=== SOURCE RECORDS ===

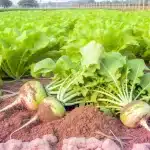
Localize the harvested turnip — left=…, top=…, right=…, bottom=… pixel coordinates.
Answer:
left=10, top=97, right=66, bottom=138
left=120, top=101, right=150, bottom=131
left=0, top=81, right=47, bottom=112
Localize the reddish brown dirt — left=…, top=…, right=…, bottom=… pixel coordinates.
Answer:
left=0, top=83, right=150, bottom=150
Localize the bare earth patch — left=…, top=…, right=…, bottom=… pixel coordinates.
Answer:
left=0, top=81, right=150, bottom=150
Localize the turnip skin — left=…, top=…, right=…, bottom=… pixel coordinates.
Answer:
left=0, top=81, right=47, bottom=112
left=19, top=81, right=47, bottom=110
left=120, top=100, right=150, bottom=130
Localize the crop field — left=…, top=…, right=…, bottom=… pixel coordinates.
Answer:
left=0, top=9, right=150, bottom=150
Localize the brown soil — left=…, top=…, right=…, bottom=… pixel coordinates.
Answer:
left=0, top=82, right=150, bottom=150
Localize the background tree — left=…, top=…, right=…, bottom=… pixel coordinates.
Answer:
left=0, top=0, right=12, bottom=8
left=18, top=0, right=39, bottom=7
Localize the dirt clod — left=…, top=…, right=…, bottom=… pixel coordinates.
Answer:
left=0, top=81, right=150, bottom=150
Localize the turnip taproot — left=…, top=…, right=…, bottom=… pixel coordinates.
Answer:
left=10, top=97, right=66, bottom=139
left=0, top=81, right=47, bottom=112
left=120, top=100, right=150, bottom=131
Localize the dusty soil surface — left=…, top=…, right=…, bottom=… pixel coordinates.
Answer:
left=0, top=81, right=150, bottom=150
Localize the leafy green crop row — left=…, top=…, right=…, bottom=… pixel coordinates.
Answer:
left=0, top=10, right=150, bottom=79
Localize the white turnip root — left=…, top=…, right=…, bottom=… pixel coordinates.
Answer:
left=10, top=97, right=66, bottom=139
left=0, top=81, right=47, bottom=112
left=120, top=100, right=150, bottom=131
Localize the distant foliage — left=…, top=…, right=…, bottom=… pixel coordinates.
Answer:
left=18, top=0, right=39, bottom=7
left=0, top=0, right=12, bottom=8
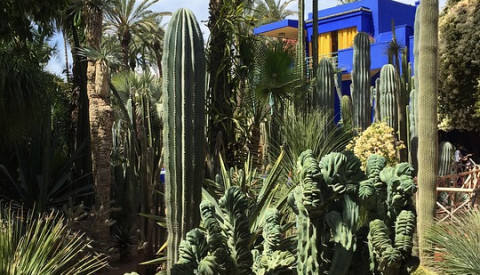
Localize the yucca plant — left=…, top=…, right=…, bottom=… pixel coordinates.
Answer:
left=426, top=211, right=480, bottom=275
left=0, top=205, right=107, bottom=275
left=274, top=110, right=353, bottom=185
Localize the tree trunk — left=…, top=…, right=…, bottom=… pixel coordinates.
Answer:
left=85, top=4, right=113, bottom=247
left=206, top=0, right=233, bottom=179
left=415, top=0, right=438, bottom=262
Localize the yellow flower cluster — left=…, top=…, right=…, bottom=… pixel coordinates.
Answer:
left=347, top=122, right=405, bottom=171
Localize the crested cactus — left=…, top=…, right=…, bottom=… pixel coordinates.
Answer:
left=288, top=150, right=358, bottom=274
left=408, top=89, right=418, bottom=170
left=377, top=64, right=399, bottom=132
left=438, top=141, right=455, bottom=177
left=313, top=58, right=335, bottom=116
left=170, top=189, right=255, bottom=275
left=340, top=95, right=353, bottom=131
left=359, top=155, right=419, bottom=274
left=351, top=32, right=372, bottom=130
left=162, top=9, right=205, bottom=267
left=252, top=208, right=296, bottom=275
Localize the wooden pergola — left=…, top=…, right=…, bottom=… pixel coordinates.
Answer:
left=437, top=165, right=480, bottom=221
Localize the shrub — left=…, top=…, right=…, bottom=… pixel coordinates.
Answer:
left=347, top=122, right=405, bottom=171
left=0, top=205, right=107, bottom=275
left=427, top=211, right=480, bottom=275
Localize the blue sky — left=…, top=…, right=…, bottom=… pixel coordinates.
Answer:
left=47, top=0, right=446, bottom=75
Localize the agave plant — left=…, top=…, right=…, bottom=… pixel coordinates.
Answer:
left=0, top=205, right=107, bottom=275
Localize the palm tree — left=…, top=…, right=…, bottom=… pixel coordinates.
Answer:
left=254, top=0, right=296, bottom=26
left=85, top=0, right=113, bottom=246
left=105, top=0, right=170, bottom=70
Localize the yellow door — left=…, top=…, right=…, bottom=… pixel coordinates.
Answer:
left=338, top=27, right=357, bottom=50
left=318, top=32, right=332, bottom=60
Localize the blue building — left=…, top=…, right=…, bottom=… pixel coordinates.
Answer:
left=254, top=0, right=419, bottom=82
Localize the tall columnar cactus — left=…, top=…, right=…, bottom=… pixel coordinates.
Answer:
left=351, top=32, right=372, bottom=130
left=438, top=141, right=455, bottom=176
left=340, top=95, right=353, bottom=131
left=377, top=64, right=399, bottom=136
left=415, top=0, right=438, bottom=261
left=313, top=58, right=335, bottom=113
left=162, top=9, right=205, bottom=268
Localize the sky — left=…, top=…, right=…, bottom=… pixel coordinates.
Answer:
left=47, top=0, right=446, bottom=75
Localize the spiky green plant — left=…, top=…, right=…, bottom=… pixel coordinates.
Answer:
left=350, top=32, right=372, bottom=130
left=426, top=211, right=480, bottom=275
left=288, top=150, right=361, bottom=275
left=0, top=204, right=107, bottom=275
left=415, top=0, right=438, bottom=261
left=163, top=9, right=206, bottom=268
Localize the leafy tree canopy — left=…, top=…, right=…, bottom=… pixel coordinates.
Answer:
left=0, top=0, right=69, bottom=38
left=438, top=0, right=480, bottom=130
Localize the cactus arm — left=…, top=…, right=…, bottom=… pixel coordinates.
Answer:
left=162, top=9, right=205, bottom=269
left=378, top=64, right=399, bottom=133
left=340, top=95, right=353, bottom=131
left=352, top=32, right=372, bottom=130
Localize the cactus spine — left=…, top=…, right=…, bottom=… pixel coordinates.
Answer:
left=313, top=58, right=335, bottom=112
left=162, top=9, right=205, bottom=269
left=438, top=141, right=455, bottom=176
left=377, top=64, right=399, bottom=133
left=415, top=0, right=438, bottom=261
left=313, top=58, right=335, bottom=131
left=351, top=32, right=372, bottom=130
left=340, top=95, right=353, bottom=131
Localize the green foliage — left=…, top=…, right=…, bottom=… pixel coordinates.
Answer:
left=347, top=122, right=403, bottom=170
left=438, top=0, right=480, bottom=131
left=438, top=141, right=455, bottom=176
left=427, top=211, right=480, bottom=274
left=340, top=95, right=353, bottom=132
left=376, top=64, right=400, bottom=132
left=314, top=58, right=336, bottom=121
left=288, top=150, right=358, bottom=274
left=0, top=204, right=107, bottom=275
left=276, top=110, right=352, bottom=185
left=253, top=0, right=296, bottom=26
left=163, top=9, right=206, bottom=268
left=350, top=32, right=372, bottom=130
left=170, top=190, right=253, bottom=275
left=358, top=155, right=419, bottom=274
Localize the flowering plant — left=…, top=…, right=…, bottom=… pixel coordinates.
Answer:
left=346, top=122, right=405, bottom=171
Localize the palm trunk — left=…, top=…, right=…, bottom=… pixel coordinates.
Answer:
left=415, top=0, right=438, bottom=262
left=85, top=4, right=113, bottom=247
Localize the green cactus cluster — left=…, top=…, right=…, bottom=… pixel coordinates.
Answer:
left=288, top=150, right=362, bottom=274
left=376, top=64, right=399, bottom=132
left=350, top=32, right=372, bottom=130
left=438, top=141, right=455, bottom=176
left=162, top=9, right=206, bottom=267
left=358, top=155, right=419, bottom=274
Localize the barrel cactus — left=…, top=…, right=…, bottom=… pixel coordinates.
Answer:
left=162, top=9, right=205, bottom=267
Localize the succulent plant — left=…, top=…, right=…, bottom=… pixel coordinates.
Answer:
left=351, top=32, right=372, bottom=130
left=162, top=9, right=205, bottom=267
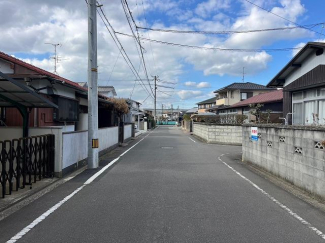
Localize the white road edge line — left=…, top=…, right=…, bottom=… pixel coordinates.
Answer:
left=189, top=137, right=196, bottom=143
left=7, top=131, right=153, bottom=243
left=218, top=154, right=325, bottom=240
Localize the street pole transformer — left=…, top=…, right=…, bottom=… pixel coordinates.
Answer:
left=88, top=0, right=99, bottom=169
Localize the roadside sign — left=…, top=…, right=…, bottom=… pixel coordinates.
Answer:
left=251, top=127, right=258, bottom=141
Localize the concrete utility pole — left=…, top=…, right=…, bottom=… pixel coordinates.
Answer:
left=88, top=0, right=99, bottom=169
left=45, top=43, right=61, bottom=74
left=154, top=76, right=157, bottom=121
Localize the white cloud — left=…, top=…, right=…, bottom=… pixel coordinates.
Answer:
left=195, top=0, right=230, bottom=17
left=177, top=90, right=203, bottom=100
left=196, top=82, right=211, bottom=89
left=184, top=81, right=196, bottom=87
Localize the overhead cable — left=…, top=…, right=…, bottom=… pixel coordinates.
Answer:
left=121, top=0, right=153, bottom=94
left=116, top=32, right=301, bottom=52
left=245, top=0, right=325, bottom=36
left=97, top=7, right=151, bottom=98
left=137, top=23, right=324, bottom=35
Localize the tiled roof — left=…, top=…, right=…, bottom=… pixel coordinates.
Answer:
left=214, top=82, right=271, bottom=93
left=230, top=89, right=283, bottom=108
left=196, top=97, right=217, bottom=105
left=186, top=107, right=197, bottom=114
left=0, top=51, right=107, bottom=98
left=0, top=52, right=87, bottom=91
left=267, top=42, right=325, bottom=87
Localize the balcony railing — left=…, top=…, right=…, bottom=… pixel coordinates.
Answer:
left=0, top=134, right=55, bottom=198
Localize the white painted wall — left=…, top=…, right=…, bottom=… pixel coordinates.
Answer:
left=77, top=113, right=88, bottom=131
left=284, top=52, right=325, bottom=87
left=124, top=125, right=132, bottom=140
left=62, top=127, right=118, bottom=169
left=62, top=131, right=88, bottom=169
left=98, top=127, right=118, bottom=151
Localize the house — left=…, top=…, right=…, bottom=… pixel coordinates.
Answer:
left=78, top=82, right=117, bottom=98
left=123, top=99, right=144, bottom=127
left=210, top=82, right=275, bottom=113
left=197, top=97, right=217, bottom=113
left=185, top=107, right=198, bottom=115
left=267, top=42, right=325, bottom=125
left=0, top=52, right=114, bottom=135
left=218, top=90, right=283, bottom=123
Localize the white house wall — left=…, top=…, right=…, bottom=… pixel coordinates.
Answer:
left=284, top=52, right=325, bottom=87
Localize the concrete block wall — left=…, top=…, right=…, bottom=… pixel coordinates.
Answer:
left=193, top=123, right=242, bottom=145
left=242, top=125, right=325, bottom=198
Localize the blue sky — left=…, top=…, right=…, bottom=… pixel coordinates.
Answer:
left=0, top=0, right=325, bottom=108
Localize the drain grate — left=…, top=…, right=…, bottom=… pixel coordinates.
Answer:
left=161, top=147, right=174, bottom=149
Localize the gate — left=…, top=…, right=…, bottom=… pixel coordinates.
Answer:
left=0, top=134, right=55, bottom=198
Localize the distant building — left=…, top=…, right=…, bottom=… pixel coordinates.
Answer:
left=78, top=82, right=117, bottom=97
left=197, top=97, right=217, bottom=113
left=267, top=42, right=325, bottom=125
left=214, top=82, right=275, bottom=108
left=218, top=90, right=283, bottom=123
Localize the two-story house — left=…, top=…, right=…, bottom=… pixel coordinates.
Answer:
left=78, top=82, right=117, bottom=98
left=268, top=42, right=325, bottom=125
left=210, top=82, right=275, bottom=114
left=197, top=97, right=217, bottom=113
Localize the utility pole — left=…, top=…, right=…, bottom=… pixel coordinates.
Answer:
left=45, top=43, right=61, bottom=74
left=88, top=0, right=99, bottom=169
left=154, top=76, right=157, bottom=121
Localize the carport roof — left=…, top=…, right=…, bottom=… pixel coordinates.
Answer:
left=0, top=72, right=58, bottom=108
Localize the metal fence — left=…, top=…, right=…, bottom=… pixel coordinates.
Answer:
left=0, top=134, right=55, bottom=198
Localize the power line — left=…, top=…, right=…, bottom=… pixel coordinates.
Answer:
left=115, top=32, right=301, bottom=52
left=97, top=6, right=151, bottom=98
left=137, top=23, right=324, bottom=35
left=141, top=0, right=157, bottom=72
left=121, top=0, right=153, bottom=93
left=245, top=0, right=325, bottom=36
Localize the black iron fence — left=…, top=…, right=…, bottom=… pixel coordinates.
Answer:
left=0, top=134, right=55, bottom=197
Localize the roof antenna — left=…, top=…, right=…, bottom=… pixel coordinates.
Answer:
left=44, top=43, right=62, bottom=75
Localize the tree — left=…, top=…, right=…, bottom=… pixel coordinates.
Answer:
left=249, top=104, right=264, bottom=123
left=109, top=98, right=129, bottom=123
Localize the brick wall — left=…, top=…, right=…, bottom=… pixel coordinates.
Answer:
left=193, top=123, right=242, bottom=145
left=242, top=125, right=325, bottom=198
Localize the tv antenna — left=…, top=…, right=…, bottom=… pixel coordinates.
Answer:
left=45, top=43, right=62, bottom=74
left=242, top=67, right=245, bottom=83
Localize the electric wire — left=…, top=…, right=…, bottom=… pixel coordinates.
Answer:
left=97, top=4, right=151, bottom=98
left=121, top=0, right=154, bottom=93
left=115, top=32, right=301, bottom=52
left=245, top=0, right=325, bottom=36
left=137, top=23, right=324, bottom=35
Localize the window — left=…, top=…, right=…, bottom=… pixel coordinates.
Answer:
left=292, top=92, right=303, bottom=100
left=240, top=93, right=247, bottom=100
left=304, top=101, right=317, bottom=124
left=293, top=103, right=303, bottom=125
left=292, top=88, right=325, bottom=125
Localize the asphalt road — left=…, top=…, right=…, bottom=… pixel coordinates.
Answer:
left=0, top=127, right=325, bottom=243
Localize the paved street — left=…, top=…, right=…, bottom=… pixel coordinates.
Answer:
left=0, top=126, right=325, bottom=243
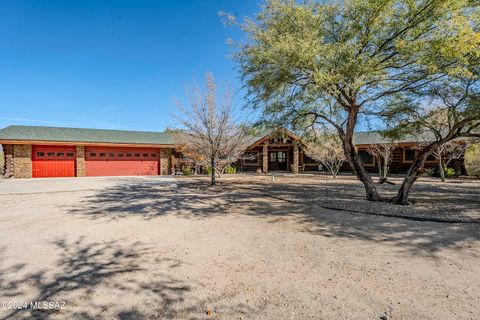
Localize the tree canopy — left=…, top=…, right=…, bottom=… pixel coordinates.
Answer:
left=236, top=0, right=480, bottom=201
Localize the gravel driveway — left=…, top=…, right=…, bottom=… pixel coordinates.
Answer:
left=0, top=177, right=480, bottom=319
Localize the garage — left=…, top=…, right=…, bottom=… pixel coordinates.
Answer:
left=85, top=147, right=160, bottom=176
left=32, top=146, right=75, bottom=178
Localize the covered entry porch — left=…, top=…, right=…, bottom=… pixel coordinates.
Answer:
left=240, top=129, right=304, bottom=174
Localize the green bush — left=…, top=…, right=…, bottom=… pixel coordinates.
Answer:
left=443, top=168, right=457, bottom=179
left=182, top=167, right=193, bottom=176
left=225, top=166, right=237, bottom=174
left=425, top=168, right=440, bottom=177
left=202, top=167, right=212, bottom=175
left=425, top=168, right=458, bottom=179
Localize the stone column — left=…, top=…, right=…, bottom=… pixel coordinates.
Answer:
left=263, top=142, right=268, bottom=173
left=77, top=146, right=85, bottom=177
left=292, top=141, right=299, bottom=174
left=1, top=144, right=14, bottom=178
left=13, top=144, right=32, bottom=179
left=160, top=149, right=172, bottom=175
left=170, top=150, right=176, bottom=175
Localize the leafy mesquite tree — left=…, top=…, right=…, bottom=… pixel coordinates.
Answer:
left=229, top=0, right=480, bottom=203
left=305, top=133, right=345, bottom=178
left=385, top=76, right=480, bottom=200
left=367, top=142, right=398, bottom=183
left=175, top=73, right=247, bottom=185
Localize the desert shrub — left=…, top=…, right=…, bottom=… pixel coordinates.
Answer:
left=182, top=167, right=193, bottom=176
left=225, top=166, right=237, bottom=174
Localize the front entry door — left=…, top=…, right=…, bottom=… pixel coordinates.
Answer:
left=268, top=151, right=287, bottom=171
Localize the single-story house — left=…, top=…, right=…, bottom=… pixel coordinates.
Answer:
left=0, top=126, right=462, bottom=178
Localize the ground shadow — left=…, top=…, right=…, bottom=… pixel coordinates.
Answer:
left=71, top=177, right=480, bottom=256
left=0, top=238, right=252, bottom=319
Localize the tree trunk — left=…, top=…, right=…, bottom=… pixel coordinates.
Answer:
left=393, top=131, right=457, bottom=205
left=340, top=112, right=382, bottom=201
left=393, top=147, right=434, bottom=205
left=210, top=156, right=217, bottom=186
left=438, top=158, right=445, bottom=182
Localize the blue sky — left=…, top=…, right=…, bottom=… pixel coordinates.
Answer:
left=0, top=0, right=261, bottom=131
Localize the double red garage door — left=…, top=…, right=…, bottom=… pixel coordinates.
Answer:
left=32, top=146, right=160, bottom=178
left=85, top=147, right=160, bottom=176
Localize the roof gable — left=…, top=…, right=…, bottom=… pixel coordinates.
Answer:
left=0, top=126, right=173, bottom=144
left=248, top=128, right=302, bottom=149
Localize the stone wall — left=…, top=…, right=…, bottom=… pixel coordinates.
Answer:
left=0, top=144, right=14, bottom=178
left=160, top=149, right=172, bottom=175
left=13, top=144, right=32, bottom=179
left=76, top=146, right=85, bottom=177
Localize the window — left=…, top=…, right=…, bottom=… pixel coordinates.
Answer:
left=243, top=151, right=258, bottom=164
left=403, top=148, right=437, bottom=162
left=358, top=150, right=373, bottom=165
left=403, top=148, right=416, bottom=162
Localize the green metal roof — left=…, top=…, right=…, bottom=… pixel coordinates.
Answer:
left=353, top=131, right=433, bottom=145
left=0, top=126, right=173, bottom=144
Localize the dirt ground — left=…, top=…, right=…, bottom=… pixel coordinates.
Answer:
left=0, top=176, right=480, bottom=320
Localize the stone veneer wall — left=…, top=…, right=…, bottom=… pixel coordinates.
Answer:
left=13, top=144, right=32, bottom=178
left=160, top=149, right=172, bottom=175
left=76, top=146, right=85, bottom=177
left=0, top=144, right=14, bottom=178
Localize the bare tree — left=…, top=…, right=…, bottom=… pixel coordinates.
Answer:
left=367, top=143, right=398, bottom=183
left=305, top=134, right=346, bottom=178
left=432, top=141, right=467, bottom=182
left=174, top=73, right=247, bottom=185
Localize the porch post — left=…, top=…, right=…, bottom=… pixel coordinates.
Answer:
left=292, top=141, right=298, bottom=174
left=263, top=142, right=268, bottom=173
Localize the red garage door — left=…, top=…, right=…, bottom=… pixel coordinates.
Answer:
left=32, top=146, right=75, bottom=178
left=85, top=147, right=160, bottom=176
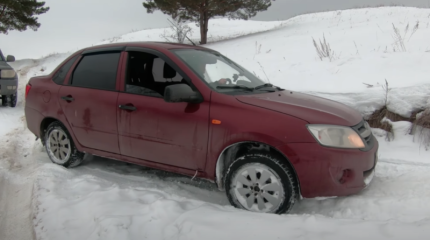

===

Can you convert the entries, from the start through the line containing "left=120, top=100, right=150, bottom=130", inclusive, into a numbered list with blank lines omitted and pictures left out?

1. Localize the harvested turnip — left=…, top=…, right=…, bottom=… pixel coordinates.
2. Answer:
3. left=10, top=97, right=66, bottom=138
4. left=120, top=101, right=150, bottom=131
5. left=0, top=81, right=47, bottom=112
6. Localize the reddish brown dirt — left=…, top=…, right=…, bottom=… pixel coordinates.
7. Answer:
8. left=0, top=83, right=150, bottom=150
9. Localize the bare earth patch — left=…, top=…, right=…, bottom=… pixel coordinates.
10. Answer:
11. left=0, top=81, right=150, bottom=150
12. Localize the turnip skin — left=…, top=…, right=…, bottom=… pixel coordinates.
13. Answer:
14. left=0, top=81, right=47, bottom=112
15. left=19, top=81, right=47, bottom=110
16. left=120, top=100, right=150, bottom=130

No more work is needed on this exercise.